What you need to do: Set down the whole listing verbatim.

Records from a dataset:
— Begin —

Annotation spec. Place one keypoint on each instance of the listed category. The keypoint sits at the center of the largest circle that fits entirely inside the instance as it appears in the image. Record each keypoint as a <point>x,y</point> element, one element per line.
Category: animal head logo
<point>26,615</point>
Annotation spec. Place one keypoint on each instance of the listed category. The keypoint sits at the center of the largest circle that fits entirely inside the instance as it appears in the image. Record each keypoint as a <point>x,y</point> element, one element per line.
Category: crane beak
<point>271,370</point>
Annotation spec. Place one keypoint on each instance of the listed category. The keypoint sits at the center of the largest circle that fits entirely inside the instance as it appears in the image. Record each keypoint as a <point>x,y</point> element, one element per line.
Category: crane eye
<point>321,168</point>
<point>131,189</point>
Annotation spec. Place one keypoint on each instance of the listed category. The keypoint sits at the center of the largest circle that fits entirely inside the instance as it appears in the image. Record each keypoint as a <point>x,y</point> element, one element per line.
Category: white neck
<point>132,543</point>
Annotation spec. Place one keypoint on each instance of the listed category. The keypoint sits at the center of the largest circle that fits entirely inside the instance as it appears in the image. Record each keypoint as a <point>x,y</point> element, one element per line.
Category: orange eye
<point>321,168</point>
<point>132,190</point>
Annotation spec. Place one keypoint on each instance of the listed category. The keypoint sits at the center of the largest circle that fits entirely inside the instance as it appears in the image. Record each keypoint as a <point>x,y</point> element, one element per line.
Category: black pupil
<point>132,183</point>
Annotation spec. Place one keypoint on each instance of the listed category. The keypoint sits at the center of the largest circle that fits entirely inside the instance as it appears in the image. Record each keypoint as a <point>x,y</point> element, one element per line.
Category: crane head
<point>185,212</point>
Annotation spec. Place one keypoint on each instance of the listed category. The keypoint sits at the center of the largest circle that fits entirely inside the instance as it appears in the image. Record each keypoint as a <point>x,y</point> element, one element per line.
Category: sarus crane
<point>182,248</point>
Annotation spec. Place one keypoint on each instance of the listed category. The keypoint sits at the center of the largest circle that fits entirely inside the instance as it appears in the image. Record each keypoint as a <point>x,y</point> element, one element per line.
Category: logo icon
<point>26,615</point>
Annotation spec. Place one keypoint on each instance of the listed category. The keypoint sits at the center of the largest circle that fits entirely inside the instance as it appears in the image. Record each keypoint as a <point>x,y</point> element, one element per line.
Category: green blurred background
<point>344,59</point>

— End —

Correct result:
Annotation spec. Place one keypoint on each instance of the listed category. The keypoint sits at the center of the largest circle that fits entirely inside the instance as it appears in the image. Record each keypoint as a <point>x,y</point> element, one element per line.
Category: animal head logo
<point>26,615</point>
Annotation spec. Place one keypoint on each instance of the listed category. The keypoint sits at the center of the largest circle that fits entirely inside the instance as it appears in the image. Record each keypoint as a <point>x,y</point> element, one element per line.
Category: crane beak
<point>271,370</point>
Annotation spec. Place one keypoint on each instance of the listed category. The keypoint sits at the center of the largest circle that fits entirely inside the instance as it appears in the image. Record each keypoint as a <point>x,y</point> element, one element per line.
Category: crane eye
<point>321,168</point>
<point>131,189</point>
Annotation spec. Place one keypoint on each instance of the listed category. The keypoint sits at the center of the largest circle that fits entirely inside the instance as it appears in the image. Record each keypoint as a <point>x,y</point> element, one element per line.
Category: white neck
<point>132,543</point>
Annotation spec. Place one keypoint on each instance of the listed category. The keypoint sits at the center of the largest circle that fits entirely inside the instance as it appears in the image. Record each keypoint as a <point>x,y</point> element, one element per line.
Category: orange eye
<point>321,168</point>
<point>132,190</point>
Annotation spec. Place one keypoint on each instance of the listed category. The keypoint sits at the center of the largest circle that fits entirely inside the instance as it appears in the image. Record each keypoint as a <point>x,y</point> element, one element per line.
Category: black pupil
<point>132,183</point>
Annotation spec. Place one keypoint on each instance of the listed category. The keypoint sits at the center of the largest circle that fits entirely inside the instance as it appears in the image. Record each keypoint as a <point>x,y</point> element, one element per line.
Category: crane head
<point>185,212</point>
Annotation spec. Place one keypoint on each instance of the listed category. The keypoint sits at the center of the largest circle that fits entirely inside the instance as it appears in the image. Record each keypoint as a <point>x,y</point> element, one element per line.
Category: sarus crane
<point>182,248</point>
Annotation spec. Place one keypoint on each instance of the listed category. The keypoint sits at the center of the largest circle that fits entirely inside the instance as it appears in the image. Record each keypoint as a <point>x,y</point> element, one element per line.
Category: logo icon
<point>26,615</point>
Annotation spec. Place one keypoint on each instance of the listed category. The keypoint sits at the center of the largest circle that fits entirely inside the instance as it appears in the image. Record each keypoint as a <point>x,y</point> element, one element per line.
Category: green blurred background
<point>344,59</point>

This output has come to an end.